**What is needed**
Copy out every line below that contains the word "window". Case counts.

* Begin Provided entries *

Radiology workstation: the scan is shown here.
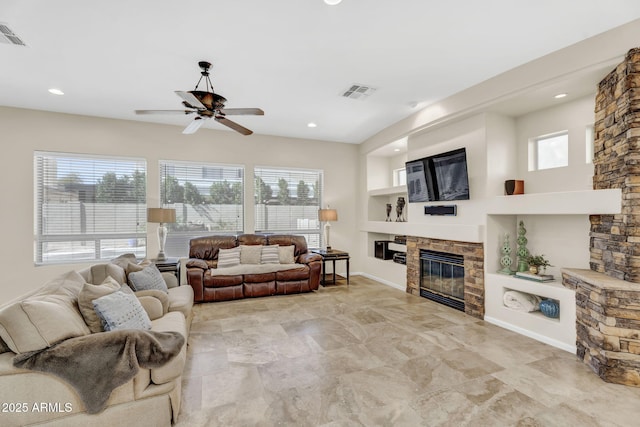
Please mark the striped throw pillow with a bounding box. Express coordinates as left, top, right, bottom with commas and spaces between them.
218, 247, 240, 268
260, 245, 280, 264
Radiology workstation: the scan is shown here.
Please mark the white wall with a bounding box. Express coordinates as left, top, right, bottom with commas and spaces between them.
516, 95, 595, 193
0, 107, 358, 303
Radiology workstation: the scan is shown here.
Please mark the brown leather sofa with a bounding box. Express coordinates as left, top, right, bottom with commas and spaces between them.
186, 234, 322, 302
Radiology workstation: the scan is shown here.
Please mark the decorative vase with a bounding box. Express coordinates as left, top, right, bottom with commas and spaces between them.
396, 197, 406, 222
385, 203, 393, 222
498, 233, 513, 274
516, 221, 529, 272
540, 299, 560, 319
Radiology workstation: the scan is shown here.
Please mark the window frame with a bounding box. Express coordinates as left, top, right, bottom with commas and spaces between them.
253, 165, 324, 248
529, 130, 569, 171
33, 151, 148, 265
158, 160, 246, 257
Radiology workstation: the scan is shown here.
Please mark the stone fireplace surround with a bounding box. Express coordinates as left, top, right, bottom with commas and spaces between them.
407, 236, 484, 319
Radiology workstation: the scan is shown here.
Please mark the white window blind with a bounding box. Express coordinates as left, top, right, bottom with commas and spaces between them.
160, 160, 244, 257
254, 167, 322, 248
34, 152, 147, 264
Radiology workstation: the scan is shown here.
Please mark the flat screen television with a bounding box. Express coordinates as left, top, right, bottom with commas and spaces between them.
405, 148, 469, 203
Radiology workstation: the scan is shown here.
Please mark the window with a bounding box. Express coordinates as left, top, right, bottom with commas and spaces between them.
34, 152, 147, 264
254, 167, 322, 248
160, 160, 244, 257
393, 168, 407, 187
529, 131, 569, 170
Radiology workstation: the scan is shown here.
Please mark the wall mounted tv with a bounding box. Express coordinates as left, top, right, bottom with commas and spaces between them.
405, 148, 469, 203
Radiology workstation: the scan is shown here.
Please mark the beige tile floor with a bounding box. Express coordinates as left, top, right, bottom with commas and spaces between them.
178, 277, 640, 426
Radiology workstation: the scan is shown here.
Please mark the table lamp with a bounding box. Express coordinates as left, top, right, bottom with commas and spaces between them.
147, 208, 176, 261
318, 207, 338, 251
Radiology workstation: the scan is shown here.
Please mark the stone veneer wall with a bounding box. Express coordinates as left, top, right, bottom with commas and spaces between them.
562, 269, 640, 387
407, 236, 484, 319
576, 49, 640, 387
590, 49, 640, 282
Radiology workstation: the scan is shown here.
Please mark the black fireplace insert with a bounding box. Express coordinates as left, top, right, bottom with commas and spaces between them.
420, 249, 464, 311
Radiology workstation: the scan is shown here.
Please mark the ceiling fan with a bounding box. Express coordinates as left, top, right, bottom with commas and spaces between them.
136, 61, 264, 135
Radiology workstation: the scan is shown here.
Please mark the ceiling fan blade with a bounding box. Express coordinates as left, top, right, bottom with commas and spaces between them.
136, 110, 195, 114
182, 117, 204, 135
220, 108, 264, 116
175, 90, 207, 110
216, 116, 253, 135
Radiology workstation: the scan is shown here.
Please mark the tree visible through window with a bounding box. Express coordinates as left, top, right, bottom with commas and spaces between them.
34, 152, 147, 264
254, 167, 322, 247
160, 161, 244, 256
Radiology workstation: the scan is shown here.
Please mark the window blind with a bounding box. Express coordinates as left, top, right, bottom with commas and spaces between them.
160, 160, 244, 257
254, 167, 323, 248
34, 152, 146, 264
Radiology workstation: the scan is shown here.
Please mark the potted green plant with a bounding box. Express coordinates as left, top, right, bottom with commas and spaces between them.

* End Provided entries *

**Full solution**
Please mark the window frame with a bounding box. Express coordinates as left, top, right, bottom with commas and spaces between them.
Please mark the white window blind with a bounding box. Express coordinates as left, top, right, bottom with commas and spaces between them.
Please mark the window with a bounding box. Express coordinates as left, top, right, bottom with commas and spaces between them.
Please mark the tree visible through window with a bounding box. Express coordinates as left, top, right, bottom with commas and spaces between them.
Please mark the window blind with a bounding box. Express coordinates as left, top, right, bottom with commas and spaces between them.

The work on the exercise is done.